• Goal of the exercise
Could you return all of the records exactly as they stand?

Natural-language object grounding data:
········

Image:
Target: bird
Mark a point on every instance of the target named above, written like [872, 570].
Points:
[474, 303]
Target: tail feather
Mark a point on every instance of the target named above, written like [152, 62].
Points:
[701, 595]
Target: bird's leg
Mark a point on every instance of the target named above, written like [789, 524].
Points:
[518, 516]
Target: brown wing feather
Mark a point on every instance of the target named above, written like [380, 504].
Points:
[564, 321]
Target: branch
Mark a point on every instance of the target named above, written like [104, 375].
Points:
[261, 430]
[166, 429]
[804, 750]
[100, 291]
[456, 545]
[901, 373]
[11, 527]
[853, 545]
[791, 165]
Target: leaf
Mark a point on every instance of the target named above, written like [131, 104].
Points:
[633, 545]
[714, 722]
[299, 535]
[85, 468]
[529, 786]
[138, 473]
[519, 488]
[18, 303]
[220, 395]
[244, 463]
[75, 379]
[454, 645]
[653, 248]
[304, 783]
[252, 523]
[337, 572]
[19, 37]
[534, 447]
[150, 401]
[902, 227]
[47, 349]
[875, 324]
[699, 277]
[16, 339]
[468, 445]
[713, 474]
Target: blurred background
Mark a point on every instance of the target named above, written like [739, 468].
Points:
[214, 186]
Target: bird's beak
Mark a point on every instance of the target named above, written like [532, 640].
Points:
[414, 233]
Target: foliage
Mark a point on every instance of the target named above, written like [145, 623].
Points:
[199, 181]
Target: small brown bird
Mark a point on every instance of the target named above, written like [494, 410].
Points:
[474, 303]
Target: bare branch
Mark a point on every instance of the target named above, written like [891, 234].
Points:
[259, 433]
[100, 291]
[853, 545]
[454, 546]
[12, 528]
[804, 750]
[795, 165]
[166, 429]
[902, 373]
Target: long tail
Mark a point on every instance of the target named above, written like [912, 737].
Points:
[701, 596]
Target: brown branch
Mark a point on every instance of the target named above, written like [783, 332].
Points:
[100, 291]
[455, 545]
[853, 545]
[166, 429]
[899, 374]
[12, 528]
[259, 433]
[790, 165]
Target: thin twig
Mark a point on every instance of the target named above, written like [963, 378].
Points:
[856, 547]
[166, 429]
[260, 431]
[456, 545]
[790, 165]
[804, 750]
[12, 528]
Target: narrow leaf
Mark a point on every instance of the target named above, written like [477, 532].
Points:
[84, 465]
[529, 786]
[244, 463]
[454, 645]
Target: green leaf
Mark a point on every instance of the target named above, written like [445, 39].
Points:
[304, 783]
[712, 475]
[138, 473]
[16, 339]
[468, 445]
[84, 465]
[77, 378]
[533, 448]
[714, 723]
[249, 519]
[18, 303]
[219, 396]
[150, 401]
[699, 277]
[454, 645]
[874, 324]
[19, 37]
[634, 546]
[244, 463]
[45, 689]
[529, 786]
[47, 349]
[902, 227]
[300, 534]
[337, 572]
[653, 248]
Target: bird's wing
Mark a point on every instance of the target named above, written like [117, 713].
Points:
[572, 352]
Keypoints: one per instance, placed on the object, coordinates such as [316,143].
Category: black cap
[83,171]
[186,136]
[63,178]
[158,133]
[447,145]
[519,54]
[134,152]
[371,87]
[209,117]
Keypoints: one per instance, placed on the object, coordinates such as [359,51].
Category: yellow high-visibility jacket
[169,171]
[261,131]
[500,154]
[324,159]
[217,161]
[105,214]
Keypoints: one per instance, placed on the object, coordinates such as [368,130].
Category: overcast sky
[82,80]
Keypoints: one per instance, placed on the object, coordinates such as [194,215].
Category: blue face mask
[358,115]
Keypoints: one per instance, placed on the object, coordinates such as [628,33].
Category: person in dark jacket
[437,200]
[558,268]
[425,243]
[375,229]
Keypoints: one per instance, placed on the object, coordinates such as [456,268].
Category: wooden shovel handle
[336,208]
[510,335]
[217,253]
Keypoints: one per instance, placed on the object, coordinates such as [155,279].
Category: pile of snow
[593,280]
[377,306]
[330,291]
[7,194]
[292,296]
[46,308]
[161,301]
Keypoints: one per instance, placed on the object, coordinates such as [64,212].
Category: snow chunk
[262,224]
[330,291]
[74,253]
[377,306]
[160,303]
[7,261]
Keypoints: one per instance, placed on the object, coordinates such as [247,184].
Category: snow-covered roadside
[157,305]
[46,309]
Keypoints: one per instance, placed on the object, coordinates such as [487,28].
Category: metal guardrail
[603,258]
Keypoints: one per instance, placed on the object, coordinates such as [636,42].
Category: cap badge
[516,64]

········

• Task solution
Image:
Target: bird
Mark a point on every instance of the target named above, written like [872, 570].
Points:
[474, 303]
Target: tail feather
Mark a point on every instance of the target named above, written like [152, 62].
Points:
[701, 595]
Target: bird's leg
Mark a point on every instance of the target named above, written like [789, 524].
Points:
[518, 516]
Target: brown wing feather
Mark a point on every instance of the target named above, written like [380, 504].
Points:
[564, 321]
Target: branch
Mark a point on every instance of the target named above, written like [104, 375].
Points:
[261, 430]
[166, 429]
[804, 750]
[100, 291]
[456, 545]
[901, 373]
[11, 527]
[853, 545]
[791, 165]
Target: leaf
Mark a point on every instance of the target named above, written like [131, 104].
Points:
[633, 545]
[714, 722]
[299, 535]
[85, 468]
[529, 786]
[138, 473]
[519, 488]
[18, 303]
[220, 395]
[244, 463]
[75, 379]
[454, 645]
[653, 248]
[304, 783]
[252, 523]
[337, 572]
[19, 37]
[534, 447]
[150, 401]
[902, 227]
[47, 349]
[875, 324]
[699, 277]
[16, 339]
[468, 445]
[713, 474]
Target: blurred background
Mark a point on every instance of the target named above, written like [739, 468].
Points:
[214, 186]
Target: bird's beak
Mark a point on every instance of the target named above, written like [532, 640].
Points:
[414, 233]
Target: foliage
Mark a point on every instance of the target named above, written like [145, 623].
Points:
[199, 181]
Target: small brown bird
Mark a point on every instance of the target named above, written like [494, 410].
Points:
[474, 303]
Target: bare branch
Mark a point on every instance of the target named above, written like [891, 234].
Points:
[259, 433]
[100, 291]
[853, 545]
[454, 546]
[12, 528]
[804, 750]
[795, 165]
[166, 429]
[902, 373]
Target: long tail
Mark a point on every instance of the target named above, written like [912, 737].
Points:
[701, 596]
Target: brown branch
Mark a point on every instance of the target named above, written like [783, 332].
Points:
[100, 291]
[455, 545]
[853, 545]
[166, 429]
[899, 374]
[12, 528]
[259, 433]
[790, 165]
Target: thin twig
Mark a point on every instance of the target named above, written like [963, 378].
Points:
[856, 547]
[166, 429]
[260, 431]
[456, 545]
[790, 165]
[804, 750]
[12, 528]
Target: narrow leaf
Mark a point on every instance of the target named above, written like [477, 532].
Points:
[84, 465]
[529, 786]
[244, 463]
[454, 645]
Target: green leaf
Mark a point on every instance of the target named above, written like [445, 39].
Points:
[304, 783]
[712, 475]
[138, 473]
[16, 339]
[468, 445]
[84, 465]
[77, 378]
[533, 448]
[714, 723]
[249, 519]
[18, 303]
[219, 396]
[150, 401]
[699, 277]
[454, 645]
[874, 324]
[19, 37]
[634, 546]
[244, 463]
[45, 689]
[529, 786]
[47, 349]
[902, 227]
[300, 534]
[337, 572]
[653, 248]
Target: bird's wing
Mark a point on every instance of the target named above, written like [117, 713].
Points:
[572, 352]
Keypoints: one per instance, placed on the object, coordinates such as [316,143].
Category: black cap
[83,171]
[186,136]
[63,178]
[158,133]
[447,145]
[519,54]
[134,152]
[371,87]
[209,117]
Keypoints: one per instance, placed on the object, coordinates such as [359,51].
Category: yellow high-visibility jacket
[169,171]
[261,131]
[500,154]
[324,159]
[217,161]
[105,214]
Keypoints: one per instance, placed on the object, coordinates such as [368,130].
Category: overcast sky
[82,80]
Keypoints: one per instance, placed on the object, coordinates such as [194,215].
Category: blue face mask
[358,115]
Keypoints: one per instance, placed on the object, coordinates such as [628,33].
Category: person in dark jacket
[437,200]
[558,268]
[425,243]
[375,229]
Keypoints: one per instance, placed on the object, coordinates such as [456,268].
Category: wooden shovel handle
[336,208]
[510,335]
[217,253]
Keypoints: one per instance, placed on the object, coordinates such as [155,279].
Category: pile of snow
[593,280]
[377,306]
[330,291]
[7,194]
[292,296]
[46,308]
[161,301]
Keypoints: one per instance, placed on the object, coordinates such as [64,212].
Category: snow chunk
[262,224]
[330,291]
[74,253]
[377,306]
[160,303]
[7,261]
Keypoints: one per instance, placed on the object, coordinates such as [247,184].
Category: snow-covered roadside
[157,305]
[46,309]
Keypoints: one per instance, placed on the object, coordinates such as [487,28].
Category: metal guardrail
[603,258]
Keypoints: one per instance, placed on the object, coordinates such as [636,42].
Category: cap badge
[516,64]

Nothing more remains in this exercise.